GOAL. Restate every line of the material, word for word.

ENTRIES PROVIDED.
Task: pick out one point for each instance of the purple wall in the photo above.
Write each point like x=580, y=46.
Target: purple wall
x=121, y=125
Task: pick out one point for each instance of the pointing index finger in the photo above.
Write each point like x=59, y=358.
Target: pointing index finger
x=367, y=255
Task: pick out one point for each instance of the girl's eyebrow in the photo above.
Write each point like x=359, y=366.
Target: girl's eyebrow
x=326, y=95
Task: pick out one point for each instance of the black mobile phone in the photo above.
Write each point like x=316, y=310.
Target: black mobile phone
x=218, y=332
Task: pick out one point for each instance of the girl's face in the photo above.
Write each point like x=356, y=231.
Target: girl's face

REPLY TO THE TASK.
Task: pick out one point for each instance of the purple wall in the photo above.
Write each point like x=580, y=46.
Target: purple wall
x=121, y=125
Task: pick out one point for each instance of the pointing index finger in the photo above.
Write each point like x=59, y=358.
Target: pointing index finger
x=367, y=255
Task: pick out one point for each instance of the girl's eyebrow in the photo above.
Write each point like x=359, y=366.
Target: girl's eyebrow
x=326, y=95
Task: pick out one point for each instance of the black mobile phone in the photo above.
Write each point like x=316, y=310.
Target: black mobile phone
x=218, y=332
Task: pick out one point for each instance of the girl's face in the photo above.
Write each point like x=356, y=231.
Target: girl's face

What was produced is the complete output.